##### Task data #####
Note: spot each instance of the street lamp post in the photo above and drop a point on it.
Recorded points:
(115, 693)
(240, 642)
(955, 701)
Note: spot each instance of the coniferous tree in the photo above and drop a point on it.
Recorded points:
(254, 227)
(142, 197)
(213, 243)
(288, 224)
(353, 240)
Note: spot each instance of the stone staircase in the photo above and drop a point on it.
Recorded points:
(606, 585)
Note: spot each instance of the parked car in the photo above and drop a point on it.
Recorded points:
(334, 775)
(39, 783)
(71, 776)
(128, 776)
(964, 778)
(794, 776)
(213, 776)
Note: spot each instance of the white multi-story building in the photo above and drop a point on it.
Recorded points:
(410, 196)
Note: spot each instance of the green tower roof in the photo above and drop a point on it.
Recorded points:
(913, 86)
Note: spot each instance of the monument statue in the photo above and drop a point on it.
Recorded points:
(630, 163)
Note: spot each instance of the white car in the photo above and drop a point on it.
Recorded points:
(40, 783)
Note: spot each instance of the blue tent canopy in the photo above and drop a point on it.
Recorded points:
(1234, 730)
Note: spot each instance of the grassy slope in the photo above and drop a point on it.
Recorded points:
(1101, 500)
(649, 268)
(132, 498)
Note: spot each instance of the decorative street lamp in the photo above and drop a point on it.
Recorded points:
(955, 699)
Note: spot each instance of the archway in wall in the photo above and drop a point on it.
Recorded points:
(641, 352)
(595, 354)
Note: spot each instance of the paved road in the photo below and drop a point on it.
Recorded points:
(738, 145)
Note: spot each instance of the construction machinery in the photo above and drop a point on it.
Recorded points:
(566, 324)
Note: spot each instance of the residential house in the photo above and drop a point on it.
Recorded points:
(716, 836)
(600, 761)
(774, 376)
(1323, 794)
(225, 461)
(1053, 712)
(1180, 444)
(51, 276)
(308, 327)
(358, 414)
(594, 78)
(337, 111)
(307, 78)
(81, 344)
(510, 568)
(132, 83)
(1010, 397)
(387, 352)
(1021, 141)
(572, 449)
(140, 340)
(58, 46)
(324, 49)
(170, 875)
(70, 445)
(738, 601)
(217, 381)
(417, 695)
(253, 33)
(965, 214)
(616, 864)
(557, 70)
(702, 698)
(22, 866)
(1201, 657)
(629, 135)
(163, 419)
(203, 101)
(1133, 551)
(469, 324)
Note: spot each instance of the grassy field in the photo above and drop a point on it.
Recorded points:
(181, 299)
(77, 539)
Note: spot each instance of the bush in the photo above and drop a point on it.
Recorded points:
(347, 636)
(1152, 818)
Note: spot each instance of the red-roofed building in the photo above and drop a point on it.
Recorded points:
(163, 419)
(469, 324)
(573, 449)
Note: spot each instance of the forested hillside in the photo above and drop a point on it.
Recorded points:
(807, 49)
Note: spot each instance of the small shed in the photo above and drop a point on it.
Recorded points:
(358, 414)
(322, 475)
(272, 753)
#####
▸ The exercise: Could you change every "drop a point" in the records above to "place a marker" and give back all of their lines with nothing else altered?

▸ Expected answer:
Note: spot each instance of the street lamp post in the photo above and place a marker on it.
Recorded points:
(115, 693)
(240, 642)
(955, 701)
Note: spot each instance of the coniferous tree in the photo above and place a marker on it.
Recorded points:
(254, 227)
(142, 197)
(213, 243)
(288, 224)
(353, 240)
Note: spot each instance of the stone staircase in the photo above and place a marker on it.
Recorded points:
(606, 585)
Note: spot each instance of the parked car in the photo above and place a marker on it.
Recorded points:
(334, 775)
(39, 783)
(71, 776)
(128, 776)
(964, 778)
(794, 776)
(213, 776)
Note: spot each instance of the white multi-story building in the photo above and place a marker on it.
Recorded points:
(410, 196)
Note: spot each instance of the green tower roof in the photo above and place a marker on it.
Recorded points:
(913, 86)
Note: spot each instance of the monument statue in the photo above and place a marker on it.
Recorded points:
(630, 163)
Note: spot each instance of the white car in the photo above and place a marker on it.
Recorded points:
(40, 783)
Note: spot each instance of the blue tent canopy in the photo above and place a marker on it.
Recorded points:
(1234, 730)
Note: spot each instance of the grassy slope in the photo above and place a marker on it.
Recorded points:
(1101, 500)
(649, 268)
(132, 498)
Note: spot each instance of the decorative street lamp in the photo above and place a marker on it.
Recorded points:
(955, 699)
Note: spot each instance of the archway in wall in the photo above and place a marker on it.
Recorded points:
(641, 352)
(595, 354)
Note: spot each instance of the paved road in the photo below and place a marker on it.
Recorded points:
(738, 145)
Note: spot each instance of the construction machinery in the photo above and place a marker on it.
Recorded points:
(566, 324)
Note: spot each instance of the residential house in the photo above and place a marker on it.
Recorded points:
(716, 836)
(600, 761)
(774, 376)
(1323, 794)
(225, 461)
(1053, 712)
(1180, 444)
(51, 276)
(308, 327)
(358, 414)
(594, 78)
(337, 111)
(307, 78)
(81, 344)
(510, 568)
(132, 83)
(1010, 397)
(387, 352)
(1021, 141)
(572, 449)
(140, 340)
(58, 46)
(324, 49)
(170, 875)
(70, 445)
(738, 601)
(217, 381)
(417, 695)
(253, 33)
(965, 214)
(616, 864)
(557, 70)
(702, 698)
(22, 866)
(1201, 657)
(629, 135)
(163, 419)
(203, 101)
(1133, 551)
(469, 324)
Note: spot each instance of the grassy field in the photo above and place a marker on it.
Recorded points:
(181, 299)
(77, 539)
Note: spot each instance of the bush in the photo above and place a marker on it.
Recorded points:
(347, 636)
(1152, 818)
Note: spot each instance of the red-roofed building in the photo above and place a marker on it.
Recorded points:
(163, 419)
(469, 324)
(573, 449)
Note: spot each instance of the forested hillside in the photo above and place a marker on it.
Recorded points:
(807, 49)
Note: spot each instance of the small shed in the photo above and place a marker on it.
Recorded points:
(358, 414)
(322, 475)
(272, 753)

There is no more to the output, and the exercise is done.